↓
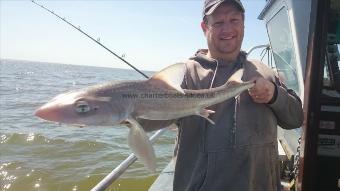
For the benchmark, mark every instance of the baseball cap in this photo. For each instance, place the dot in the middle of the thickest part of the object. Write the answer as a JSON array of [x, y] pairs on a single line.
[[211, 5]]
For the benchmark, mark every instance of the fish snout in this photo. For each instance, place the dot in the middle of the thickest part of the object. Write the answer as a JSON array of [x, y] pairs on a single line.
[[47, 113]]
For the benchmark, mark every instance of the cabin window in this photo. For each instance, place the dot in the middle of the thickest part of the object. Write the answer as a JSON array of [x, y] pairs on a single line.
[[280, 37]]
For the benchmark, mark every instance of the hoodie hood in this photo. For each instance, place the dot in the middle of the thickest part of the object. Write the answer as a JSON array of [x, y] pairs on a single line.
[[201, 57]]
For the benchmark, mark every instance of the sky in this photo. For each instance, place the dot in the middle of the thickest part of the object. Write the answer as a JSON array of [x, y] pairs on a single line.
[[150, 34]]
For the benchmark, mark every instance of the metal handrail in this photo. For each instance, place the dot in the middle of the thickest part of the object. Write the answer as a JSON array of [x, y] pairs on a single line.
[[123, 166]]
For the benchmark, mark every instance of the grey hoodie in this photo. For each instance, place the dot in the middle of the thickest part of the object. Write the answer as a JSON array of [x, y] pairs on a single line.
[[239, 152]]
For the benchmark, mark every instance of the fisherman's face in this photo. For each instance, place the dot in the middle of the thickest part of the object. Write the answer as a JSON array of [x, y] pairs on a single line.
[[224, 30]]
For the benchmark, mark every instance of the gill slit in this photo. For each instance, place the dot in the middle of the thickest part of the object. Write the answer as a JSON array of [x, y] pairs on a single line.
[[213, 79]]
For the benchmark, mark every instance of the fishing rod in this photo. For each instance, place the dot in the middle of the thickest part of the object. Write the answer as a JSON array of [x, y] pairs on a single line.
[[94, 40]]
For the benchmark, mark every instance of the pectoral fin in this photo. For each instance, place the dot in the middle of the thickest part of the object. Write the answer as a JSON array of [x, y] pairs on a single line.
[[172, 75], [205, 114], [140, 145]]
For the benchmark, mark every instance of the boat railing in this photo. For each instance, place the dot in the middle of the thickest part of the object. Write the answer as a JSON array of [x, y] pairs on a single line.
[[123, 166]]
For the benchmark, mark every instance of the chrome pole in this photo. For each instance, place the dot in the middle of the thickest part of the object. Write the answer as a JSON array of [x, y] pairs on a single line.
[[123, 166]]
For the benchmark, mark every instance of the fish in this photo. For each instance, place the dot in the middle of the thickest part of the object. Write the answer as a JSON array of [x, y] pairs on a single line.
[[124, 102]]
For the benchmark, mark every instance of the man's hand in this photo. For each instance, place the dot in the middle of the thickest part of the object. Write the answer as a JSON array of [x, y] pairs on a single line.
[[263, 91]]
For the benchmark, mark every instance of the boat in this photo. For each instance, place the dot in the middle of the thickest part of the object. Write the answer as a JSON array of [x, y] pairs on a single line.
[[304, 40]]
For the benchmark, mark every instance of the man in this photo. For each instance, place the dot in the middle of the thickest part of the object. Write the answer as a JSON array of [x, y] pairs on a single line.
[[239, 152]]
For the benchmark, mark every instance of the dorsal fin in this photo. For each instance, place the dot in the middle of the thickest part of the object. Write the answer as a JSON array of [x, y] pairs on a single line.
[[172, 75], [236, 77]]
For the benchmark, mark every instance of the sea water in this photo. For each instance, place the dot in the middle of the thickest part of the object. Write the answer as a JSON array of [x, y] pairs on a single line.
[[41, 155]]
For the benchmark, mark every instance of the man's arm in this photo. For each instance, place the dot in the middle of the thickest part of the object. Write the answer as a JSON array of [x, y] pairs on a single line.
[[284, 102]]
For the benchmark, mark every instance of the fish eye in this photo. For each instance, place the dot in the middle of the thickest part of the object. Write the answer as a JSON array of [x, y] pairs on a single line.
[[82, 107]]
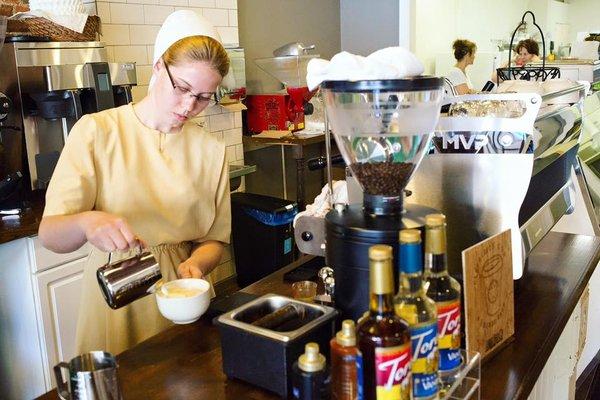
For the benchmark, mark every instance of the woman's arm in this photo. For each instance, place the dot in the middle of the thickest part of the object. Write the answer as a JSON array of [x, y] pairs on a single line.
[[204, 258], [66, 233]]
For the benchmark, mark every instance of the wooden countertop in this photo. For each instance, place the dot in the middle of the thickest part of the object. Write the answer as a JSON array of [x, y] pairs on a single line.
[[26, 224], [185, 361]]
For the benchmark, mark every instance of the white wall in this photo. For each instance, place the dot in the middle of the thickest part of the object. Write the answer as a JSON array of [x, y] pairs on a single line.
[[439, 22], [366, 27], [268, 24], [584, 17]]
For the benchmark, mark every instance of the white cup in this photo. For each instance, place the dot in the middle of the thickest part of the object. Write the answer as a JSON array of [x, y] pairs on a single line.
[[177, 301]]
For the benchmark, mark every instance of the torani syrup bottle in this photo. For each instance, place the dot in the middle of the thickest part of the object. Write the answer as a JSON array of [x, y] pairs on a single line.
[[310, 377], [413, 306], [343, 363], [445, 291], [383, 337]]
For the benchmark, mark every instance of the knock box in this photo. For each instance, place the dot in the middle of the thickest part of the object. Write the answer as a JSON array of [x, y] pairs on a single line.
[[264, 357]]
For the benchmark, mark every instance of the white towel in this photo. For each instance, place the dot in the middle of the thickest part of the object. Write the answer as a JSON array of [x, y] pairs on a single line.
[[388, 63], [182, 24], [322, 205]]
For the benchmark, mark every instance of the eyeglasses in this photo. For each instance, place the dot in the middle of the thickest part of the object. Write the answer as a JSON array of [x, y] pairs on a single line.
[[200, 98]]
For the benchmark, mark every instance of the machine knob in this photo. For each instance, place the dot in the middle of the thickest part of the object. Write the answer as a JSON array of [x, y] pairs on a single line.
[[5, 106], [306, 236]]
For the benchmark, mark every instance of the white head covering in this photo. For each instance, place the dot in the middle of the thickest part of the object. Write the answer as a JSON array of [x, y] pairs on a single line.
[[182, 24]]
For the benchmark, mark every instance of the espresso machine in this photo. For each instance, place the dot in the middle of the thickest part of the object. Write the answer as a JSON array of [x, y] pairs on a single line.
[[281, 111], [50, 85], [383, 129]]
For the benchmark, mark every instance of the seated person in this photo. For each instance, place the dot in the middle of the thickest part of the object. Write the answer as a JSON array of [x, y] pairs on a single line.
[[527, 50], [464, 52]]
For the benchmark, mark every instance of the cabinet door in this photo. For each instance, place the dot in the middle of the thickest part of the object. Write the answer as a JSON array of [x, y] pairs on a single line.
[[60, 294]]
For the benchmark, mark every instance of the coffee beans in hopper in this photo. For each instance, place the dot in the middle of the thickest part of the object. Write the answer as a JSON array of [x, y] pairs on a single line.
[[384, 178]]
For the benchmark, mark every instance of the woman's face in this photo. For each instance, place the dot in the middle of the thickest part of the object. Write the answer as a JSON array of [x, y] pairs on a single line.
[[524, 56], [185, 89], [471, 58]]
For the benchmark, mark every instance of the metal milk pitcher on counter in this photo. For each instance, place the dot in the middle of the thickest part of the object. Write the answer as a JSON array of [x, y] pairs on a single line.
[[127, 280], [92, 376]]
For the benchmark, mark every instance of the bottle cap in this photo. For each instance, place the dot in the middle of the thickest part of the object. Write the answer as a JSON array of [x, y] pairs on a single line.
[[347, 336], [410, 236], [380, 252], [435, 219], [411, 256], [311, 360]]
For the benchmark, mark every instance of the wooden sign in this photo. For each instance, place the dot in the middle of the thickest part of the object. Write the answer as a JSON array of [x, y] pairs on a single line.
[[488, 294]]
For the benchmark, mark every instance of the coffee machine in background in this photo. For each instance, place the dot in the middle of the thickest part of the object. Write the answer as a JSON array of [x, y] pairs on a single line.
[[51, 85], [383, 129], [282, 111]]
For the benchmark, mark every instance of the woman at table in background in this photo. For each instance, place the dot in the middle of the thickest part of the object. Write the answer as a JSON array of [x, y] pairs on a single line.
[[143, 173], [464, 53], [527, 50]]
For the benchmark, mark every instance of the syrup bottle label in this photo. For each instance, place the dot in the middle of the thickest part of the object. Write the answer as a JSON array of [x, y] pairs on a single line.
[[360, 391], [425, 360], [449, 334], [392, 372]]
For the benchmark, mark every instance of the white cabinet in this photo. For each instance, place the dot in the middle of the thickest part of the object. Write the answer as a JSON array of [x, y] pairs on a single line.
[[59, 293], [40, 293]]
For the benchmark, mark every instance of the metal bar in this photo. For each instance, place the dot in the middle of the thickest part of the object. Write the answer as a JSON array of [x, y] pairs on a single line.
[[328, 153], [283, 177]]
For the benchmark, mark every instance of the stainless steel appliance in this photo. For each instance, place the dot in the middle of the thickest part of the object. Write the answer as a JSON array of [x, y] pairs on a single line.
[[264, 356], [479, 170], [127, 280], [527, 192], [92, 376], [51, 85]]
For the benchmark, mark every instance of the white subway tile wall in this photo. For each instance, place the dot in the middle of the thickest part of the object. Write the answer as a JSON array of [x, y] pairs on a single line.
[[129, 28]]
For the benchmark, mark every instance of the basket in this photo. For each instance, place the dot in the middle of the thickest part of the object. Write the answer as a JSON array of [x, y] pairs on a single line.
[[43, 27]]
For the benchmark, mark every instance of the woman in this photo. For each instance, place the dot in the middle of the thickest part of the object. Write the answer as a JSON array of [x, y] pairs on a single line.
[[527, 51], [464, 53], [143, 174]]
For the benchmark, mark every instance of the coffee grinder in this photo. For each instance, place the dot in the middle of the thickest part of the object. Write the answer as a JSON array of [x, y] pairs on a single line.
[[383, 129], [280, 111]]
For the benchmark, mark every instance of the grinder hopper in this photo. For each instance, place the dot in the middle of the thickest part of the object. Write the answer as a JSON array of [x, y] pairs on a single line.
[[383, 129]]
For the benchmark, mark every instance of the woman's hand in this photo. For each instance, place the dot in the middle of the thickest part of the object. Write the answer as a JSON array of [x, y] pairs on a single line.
[[108, 232], [204, 258], [189, 269]]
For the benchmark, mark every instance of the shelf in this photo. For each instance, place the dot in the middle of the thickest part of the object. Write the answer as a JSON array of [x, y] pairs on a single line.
[[465, 383]]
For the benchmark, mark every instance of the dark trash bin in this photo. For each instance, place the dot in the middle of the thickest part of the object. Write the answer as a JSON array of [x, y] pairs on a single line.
[[263, 237]]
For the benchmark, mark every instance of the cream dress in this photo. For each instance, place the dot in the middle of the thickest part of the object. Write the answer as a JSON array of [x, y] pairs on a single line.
[[173, 190]]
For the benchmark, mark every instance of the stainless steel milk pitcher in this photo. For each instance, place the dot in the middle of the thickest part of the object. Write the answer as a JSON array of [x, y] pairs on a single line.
↑
Please write the items out again, beginning at the line that has "For the benchmark, mark every instance of the sea water" and stopping after the line that has "[[204, 258], [66, 233]]", and swap "thickest part" for "widest part" with nothing else changed. Leave the pictures out of your answer.

▶ _RESPONSE TO THE EXERCISE_
For the benchmark, mark every instance of the sea water in this photo. For each instance, place the dot in the middle of the widest part of the object. Write the answer as a JSON array of [x, y] pairs on a single line.
[[41, 155]]
For the benchmark, mark every instance of the man's arm in this photo. For each instance, place the dot in the middle of the widest part of the object. Write the answer as a JSON array of [x, y] pairs on a single line.
[[284, 102]]
For the benchmark, mark every instance of the fish eye in this photo. For each instance, place the dot in the middle of the widest part of the object. Write the answer as a JSON array of [x, y] pairs on a single line.
[[82, 107]]
For the benchmark, mark every instance of the woman's arm in this photo. For each instance, place the dot in the middle of the widest part of the object. Write the answer as a JSON array of [x, y] pairs on a single line.
[[204, 258], [66, 233]]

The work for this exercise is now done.